■ Brief:
Put the lines of the data below into a numbered list, from the line containing "Tag the flagpole" through the line containing "[(270, 143), (221, 140), (123, 40), (155, 132), (66, 119)]" with both ends included and any blank lines left out. List no other lines.

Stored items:

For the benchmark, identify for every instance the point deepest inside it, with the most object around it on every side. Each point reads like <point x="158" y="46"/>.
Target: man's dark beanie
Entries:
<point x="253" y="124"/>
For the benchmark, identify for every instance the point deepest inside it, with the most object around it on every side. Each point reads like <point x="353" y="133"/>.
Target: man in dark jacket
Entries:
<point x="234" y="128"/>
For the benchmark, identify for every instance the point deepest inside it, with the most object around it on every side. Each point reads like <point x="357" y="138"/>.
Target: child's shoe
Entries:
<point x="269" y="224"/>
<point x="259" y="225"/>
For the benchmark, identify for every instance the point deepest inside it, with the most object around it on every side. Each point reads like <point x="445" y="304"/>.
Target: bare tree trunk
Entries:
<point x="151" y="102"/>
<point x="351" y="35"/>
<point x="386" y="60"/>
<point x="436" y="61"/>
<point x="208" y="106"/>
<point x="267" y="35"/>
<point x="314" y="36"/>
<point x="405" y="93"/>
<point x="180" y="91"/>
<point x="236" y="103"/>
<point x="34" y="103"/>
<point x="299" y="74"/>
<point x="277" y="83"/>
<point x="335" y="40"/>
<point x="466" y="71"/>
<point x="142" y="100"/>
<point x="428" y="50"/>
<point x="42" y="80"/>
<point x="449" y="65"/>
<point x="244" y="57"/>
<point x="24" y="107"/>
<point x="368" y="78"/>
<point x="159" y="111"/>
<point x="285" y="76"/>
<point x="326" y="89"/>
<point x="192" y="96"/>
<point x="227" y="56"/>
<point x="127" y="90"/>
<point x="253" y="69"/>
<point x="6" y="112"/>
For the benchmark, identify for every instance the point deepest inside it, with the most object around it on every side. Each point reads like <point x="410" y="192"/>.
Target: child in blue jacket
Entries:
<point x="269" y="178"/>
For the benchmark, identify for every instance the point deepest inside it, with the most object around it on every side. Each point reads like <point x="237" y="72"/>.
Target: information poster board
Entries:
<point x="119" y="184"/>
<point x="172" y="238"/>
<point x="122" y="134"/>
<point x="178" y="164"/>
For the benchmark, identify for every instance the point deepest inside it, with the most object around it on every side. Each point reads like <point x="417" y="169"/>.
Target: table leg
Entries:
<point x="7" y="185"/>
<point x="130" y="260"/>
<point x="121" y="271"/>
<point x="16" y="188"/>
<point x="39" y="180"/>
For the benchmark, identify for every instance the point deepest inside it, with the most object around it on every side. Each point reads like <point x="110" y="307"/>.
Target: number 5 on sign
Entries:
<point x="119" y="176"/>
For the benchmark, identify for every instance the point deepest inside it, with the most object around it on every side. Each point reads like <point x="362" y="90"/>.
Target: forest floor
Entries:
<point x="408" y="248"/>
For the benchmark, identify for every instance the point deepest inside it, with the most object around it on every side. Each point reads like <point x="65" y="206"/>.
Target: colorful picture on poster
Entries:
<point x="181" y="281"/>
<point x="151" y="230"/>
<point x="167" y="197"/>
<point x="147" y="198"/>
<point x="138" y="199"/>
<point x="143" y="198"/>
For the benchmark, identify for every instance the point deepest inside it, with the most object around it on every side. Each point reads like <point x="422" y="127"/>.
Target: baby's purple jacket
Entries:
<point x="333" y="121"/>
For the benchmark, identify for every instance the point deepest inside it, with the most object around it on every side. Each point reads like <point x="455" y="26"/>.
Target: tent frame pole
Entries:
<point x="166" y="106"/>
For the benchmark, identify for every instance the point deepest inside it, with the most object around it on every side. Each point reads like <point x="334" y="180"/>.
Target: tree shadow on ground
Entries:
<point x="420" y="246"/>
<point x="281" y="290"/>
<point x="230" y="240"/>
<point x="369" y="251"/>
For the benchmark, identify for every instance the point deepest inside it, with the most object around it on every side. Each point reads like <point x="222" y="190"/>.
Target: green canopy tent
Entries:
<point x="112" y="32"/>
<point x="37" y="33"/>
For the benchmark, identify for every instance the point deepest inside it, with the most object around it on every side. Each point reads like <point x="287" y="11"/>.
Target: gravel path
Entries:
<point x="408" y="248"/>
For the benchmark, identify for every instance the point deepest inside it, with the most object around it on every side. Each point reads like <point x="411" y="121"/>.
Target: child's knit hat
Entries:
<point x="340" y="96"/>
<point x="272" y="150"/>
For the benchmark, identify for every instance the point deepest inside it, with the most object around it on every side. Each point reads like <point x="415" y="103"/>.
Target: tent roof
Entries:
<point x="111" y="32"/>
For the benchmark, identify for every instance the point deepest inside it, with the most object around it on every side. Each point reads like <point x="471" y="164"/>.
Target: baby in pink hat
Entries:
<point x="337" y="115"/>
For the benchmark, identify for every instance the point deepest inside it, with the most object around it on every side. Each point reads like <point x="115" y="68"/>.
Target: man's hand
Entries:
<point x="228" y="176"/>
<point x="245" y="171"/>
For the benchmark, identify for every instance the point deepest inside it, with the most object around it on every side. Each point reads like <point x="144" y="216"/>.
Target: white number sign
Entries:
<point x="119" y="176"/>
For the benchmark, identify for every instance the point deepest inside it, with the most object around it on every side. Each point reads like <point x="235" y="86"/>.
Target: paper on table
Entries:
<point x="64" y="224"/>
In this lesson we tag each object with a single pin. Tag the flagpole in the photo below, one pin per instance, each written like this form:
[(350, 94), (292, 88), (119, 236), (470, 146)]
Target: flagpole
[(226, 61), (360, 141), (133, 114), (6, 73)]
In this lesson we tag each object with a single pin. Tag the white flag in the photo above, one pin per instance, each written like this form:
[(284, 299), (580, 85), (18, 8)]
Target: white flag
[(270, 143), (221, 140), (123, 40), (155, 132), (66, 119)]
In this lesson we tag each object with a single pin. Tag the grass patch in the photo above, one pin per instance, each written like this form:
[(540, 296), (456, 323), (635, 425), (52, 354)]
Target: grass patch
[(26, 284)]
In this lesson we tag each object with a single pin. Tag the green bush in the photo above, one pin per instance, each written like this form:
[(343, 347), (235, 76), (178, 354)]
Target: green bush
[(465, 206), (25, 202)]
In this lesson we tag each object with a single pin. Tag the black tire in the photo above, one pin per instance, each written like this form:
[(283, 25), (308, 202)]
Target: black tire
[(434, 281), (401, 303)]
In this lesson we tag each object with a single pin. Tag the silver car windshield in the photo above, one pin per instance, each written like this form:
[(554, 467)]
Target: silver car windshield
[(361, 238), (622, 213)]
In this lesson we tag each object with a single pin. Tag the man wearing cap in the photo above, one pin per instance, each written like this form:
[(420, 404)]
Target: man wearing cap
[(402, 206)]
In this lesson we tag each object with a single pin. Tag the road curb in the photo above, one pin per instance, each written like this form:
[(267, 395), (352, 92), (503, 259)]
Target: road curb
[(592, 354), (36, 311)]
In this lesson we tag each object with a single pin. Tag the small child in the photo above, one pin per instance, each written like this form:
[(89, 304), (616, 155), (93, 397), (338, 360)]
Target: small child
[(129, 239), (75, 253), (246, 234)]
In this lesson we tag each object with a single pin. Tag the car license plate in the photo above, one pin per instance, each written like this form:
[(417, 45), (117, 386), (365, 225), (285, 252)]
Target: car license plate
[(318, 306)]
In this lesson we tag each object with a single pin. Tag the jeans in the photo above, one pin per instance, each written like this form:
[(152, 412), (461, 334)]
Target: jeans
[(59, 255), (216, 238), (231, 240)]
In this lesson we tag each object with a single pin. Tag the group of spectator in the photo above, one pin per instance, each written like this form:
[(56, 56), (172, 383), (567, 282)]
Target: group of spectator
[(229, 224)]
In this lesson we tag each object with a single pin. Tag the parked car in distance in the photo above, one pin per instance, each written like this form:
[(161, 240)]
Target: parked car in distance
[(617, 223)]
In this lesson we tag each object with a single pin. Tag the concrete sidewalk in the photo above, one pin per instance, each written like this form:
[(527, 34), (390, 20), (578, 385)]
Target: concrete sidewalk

■ Exercise response:
1. In this lesson we tag each object with a single pin. Tag the flagpole in the photo below, one pin per instance, each written like this form:
2. [(350, 94), (292, 88), (119, 236), (470, 146)]
3. Target: flagpole
4. [(226, 61), (360, 141), (133, 114), (6, 73)]
5. In this lesson we tag each object with a single pin. Tag the white flag in the photo above, one pin per instance, each written like this form:
6. [(284, 299), (580, 85), (18, 8)]
7. Target: white flag
8. [(270, 143), (221, 140), (123, 40), (155, 132), (66, 119)]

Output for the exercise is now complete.